-- begin --

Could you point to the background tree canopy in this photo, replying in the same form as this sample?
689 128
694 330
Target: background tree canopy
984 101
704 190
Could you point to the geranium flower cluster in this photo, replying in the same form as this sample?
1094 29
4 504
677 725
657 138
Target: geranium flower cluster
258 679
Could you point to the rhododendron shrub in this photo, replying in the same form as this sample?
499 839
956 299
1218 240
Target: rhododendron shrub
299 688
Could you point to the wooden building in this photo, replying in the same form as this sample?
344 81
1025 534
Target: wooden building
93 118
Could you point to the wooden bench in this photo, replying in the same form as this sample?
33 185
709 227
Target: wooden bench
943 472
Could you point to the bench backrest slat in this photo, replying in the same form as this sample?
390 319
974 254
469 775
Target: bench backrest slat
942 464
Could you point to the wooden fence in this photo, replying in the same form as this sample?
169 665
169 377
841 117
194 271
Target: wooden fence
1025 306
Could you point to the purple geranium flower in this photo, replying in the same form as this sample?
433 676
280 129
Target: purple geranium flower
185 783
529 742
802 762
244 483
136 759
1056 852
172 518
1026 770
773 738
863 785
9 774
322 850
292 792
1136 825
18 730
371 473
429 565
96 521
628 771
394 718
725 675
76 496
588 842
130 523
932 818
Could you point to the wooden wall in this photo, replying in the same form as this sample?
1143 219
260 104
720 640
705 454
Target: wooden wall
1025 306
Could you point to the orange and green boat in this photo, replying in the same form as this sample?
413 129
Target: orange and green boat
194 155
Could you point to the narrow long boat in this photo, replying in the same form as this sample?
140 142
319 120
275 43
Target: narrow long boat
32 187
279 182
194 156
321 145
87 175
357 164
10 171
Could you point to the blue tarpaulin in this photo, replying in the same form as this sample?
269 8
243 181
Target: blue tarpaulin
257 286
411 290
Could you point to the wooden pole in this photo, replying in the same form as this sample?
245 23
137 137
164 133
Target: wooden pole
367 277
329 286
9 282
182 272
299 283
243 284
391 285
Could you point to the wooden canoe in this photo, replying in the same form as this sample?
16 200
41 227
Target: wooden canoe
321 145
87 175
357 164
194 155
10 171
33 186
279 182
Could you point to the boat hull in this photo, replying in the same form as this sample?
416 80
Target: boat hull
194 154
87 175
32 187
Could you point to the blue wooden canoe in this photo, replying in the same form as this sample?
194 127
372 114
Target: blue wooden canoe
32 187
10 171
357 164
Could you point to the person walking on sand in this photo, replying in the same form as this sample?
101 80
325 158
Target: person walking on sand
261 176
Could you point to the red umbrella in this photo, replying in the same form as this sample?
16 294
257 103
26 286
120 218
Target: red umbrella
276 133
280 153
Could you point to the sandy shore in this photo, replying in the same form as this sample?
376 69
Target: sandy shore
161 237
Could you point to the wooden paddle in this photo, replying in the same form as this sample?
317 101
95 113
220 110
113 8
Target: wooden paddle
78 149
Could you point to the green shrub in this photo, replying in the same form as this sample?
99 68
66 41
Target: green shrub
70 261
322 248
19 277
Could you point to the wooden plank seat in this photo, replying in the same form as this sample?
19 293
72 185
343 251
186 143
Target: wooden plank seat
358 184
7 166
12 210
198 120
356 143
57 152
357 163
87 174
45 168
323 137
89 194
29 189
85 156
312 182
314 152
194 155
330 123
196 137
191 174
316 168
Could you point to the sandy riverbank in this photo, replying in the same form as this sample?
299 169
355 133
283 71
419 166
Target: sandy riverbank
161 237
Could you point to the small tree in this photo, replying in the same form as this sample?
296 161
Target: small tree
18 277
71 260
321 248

-- end --

Each line of the material must be restated exactly.

Could you point to the background tree canopy in this photo, replying in the same form as this sample?
689 128
694 330
Target: background tree canopy
984 101
704 190
Could you point to the geranium flower cluster in this photo, replying in the same form as this sample?
1094 29
4 504
677 725
657 138
Target: geranium flower cluster
258 679
Could you point to the rhododendron shrub in this photo, replying in the same form as this sample?
499 839
956 299
1218 240
Target: rhododendron shrub
299 688
Could you point to the wooden building in this photo, replying in the same form as this sample?
344 81
1025 534
Target: wooden building
93 118
Could you point to the wooden bench in this photo, replying in the same form as this sample?
33 185
709 227
Target: wooden bench
943 472
Could you point to the bench backrest slat in this photo, replying in the same form as this sample?
390 319
974 254
469 775
Target: bench backrest slat
942 464
Could you point to the wooden fence in this photo, replying in the same form as this sample?
169 665
169 377
841 117
194 271
Target: wooden fence
1025 306
Could you point to the purple geranium flower in this photo, replying in the same form as this sample?
433 676
280 129
Target: purple geranium flower
185 783
529 742
802 762
244 483
136 759
1056 852
172 518
1026 770
773 738
863 785
9 774
322 850
292 792
1136 825
18 730
371 473
429 565
96 521
628 771
394 718
725 675
76 496
588 842
130 523
932 818
Could you point to the wooden wall in this photo, replying in the same form as this sample?
1143 219
260 104
720 640
705 454
Target: wooden wall
1025 306
Could you point to the orange and green boat in this photo, replying in the same form as this sample?
413 129
Target: orange and green boat
194 155
Could you point to the narrow long boat in this photo, replying in the same form as this sample?
140 142
319 120
275 43
Target: narrow long boat
32 187
279 182
194 156
321 145
87 175
357 164
10 171
Could you point to the blue tarpaulin in this photo, replying in the same form as this sample?
269 8
243 181
Target: blue tarpaulin
257 286
411 290
Could you point to the wooden pole in this photo, replying in the same form as this sample?
245 23
137 137
164 133
Target: wooden pole
367 277
329 286
9 282
182 272
299 283
243 284
391 285
Could you point to the wooden canoe in this photo, replying in the same form as this sample?
16 200
41 227
Target: wooden canoe
321 145
87 175
357 164
194 155
10 171
33 186
279 182
Could you point to the boat hull in this photo, replying in the same form as this sample?
416 80
Target: boat hull
194 154
87 175
32 187
Could you point to the blue wooden canoe in this photo, replying in the same form as this sample?
194 127
372 114
Target: blue wooden canoe
32 187
10 171
357 164
Could you point to the person walking on sand in this photo, replying in the same form as this sample?
101 80
325 158
Target: person walking on sand
261 176
Could you point to the red umbrella in this photo, replying in the same form as this sample?
16 294
257 103
26 286
120 218
Target: red umbrella
276 133
280 153
Could you point to the sandy shore in this photo, replying in the same form as this sample?
376 69
Target: sandy shore
161 237
Could you point to the wooden paddle in this photo, replying in the same form as this sample?
317 101
95 113
220 110
113 8
Target: wooden paddle
78 149
Could you point to the green shrub in this photo, replying in the same form as this sample?
99 68
66 41
Target: green shrub
70 261
322 248
19 277
Could you point to the wooden plank seat in this photo, replying in the same form as this sample?
19 293
72 185
343 251
186 143
Target: wooden plank seat
358 184
7 166
12 210
198 120
356 143
57 152
357 163
87 174
45 168
323 137
89 194
29 189
85 156
312 182
314 152
194 155
330 123
196 137
191 174
316 168
Could you point to the sandy riverbank in this photo, replying in the same form as this sample?
299 169
355 133
283 71
419 166
Target: sandy riverbank
161 237
Could you point to the small tree in this photo, replying in the same form as this sample?
296 161
Target: small tree
18 277
71 260
321 248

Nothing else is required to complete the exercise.